READING PASSAGE
The battles over land in Namibia

The land issue is the most divisive issue that Namibia has experienced since independence.

Image credit Thomas Becker via Flickr.

Thirty years of German settler colonialism in South West Africa (1884 to 1914) paved the way for continued white minority rule under South African control. The primary resistance against the foreign invasion triggered the first genocide of the 20th century among the Ovaherero, Nama and other groups. As main occupants of the eastern, central and southern regions of the country, they were forced from their land into so-called native reserves.

Since then, the land (dis-)possession continued. The South African Apartheid regime’s administration provided Afrikaans-speaking poor whites a new existence as farmers in the occupied so-called fifth province. Land appropriations and resettlements took place until the 1960s also as part of the Bantustan policy, which was transplanted under the so-called Odendaal Plan.

The limits to liberation

Independence did not bring any decisive changes to the skewed patterns of colonial land distribution created. The negotiated transition to sovereignty in 1990 entrenched the structural discrepancies. In turn for occupying the political commanding heights of the state, the national liberation movement-turned-state SWAPO accepted the material inequalities existing without any major debate. Rather, controlled change resulted in changed control.

SET TASK 1
In the text on land in Namibia, why did the colonial pattern of land distribution survive independence?
SET TASK 2
Name every year or decade that appears in the text on land in Namibia.

SUPPLIED RECORDS
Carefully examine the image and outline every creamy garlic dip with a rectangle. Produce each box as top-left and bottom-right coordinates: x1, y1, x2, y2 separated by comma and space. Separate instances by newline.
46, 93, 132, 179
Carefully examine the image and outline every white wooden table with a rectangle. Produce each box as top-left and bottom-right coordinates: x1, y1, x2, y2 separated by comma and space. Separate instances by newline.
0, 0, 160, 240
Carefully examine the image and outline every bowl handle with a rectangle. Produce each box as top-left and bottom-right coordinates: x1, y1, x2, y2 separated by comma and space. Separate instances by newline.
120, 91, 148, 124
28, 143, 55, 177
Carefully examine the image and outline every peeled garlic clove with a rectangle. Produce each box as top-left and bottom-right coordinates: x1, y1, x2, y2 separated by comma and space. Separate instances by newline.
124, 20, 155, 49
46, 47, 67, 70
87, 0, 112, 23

REPLY 1
The negotiated transition to sovereignty in 1990 entrenched the structural discrepancies. In return for occupying the political commanding heights of the state, SWAPO accepted the existing material inequalities without any major debate.

REPLY 2
1884, 1914, the 1960s, 1990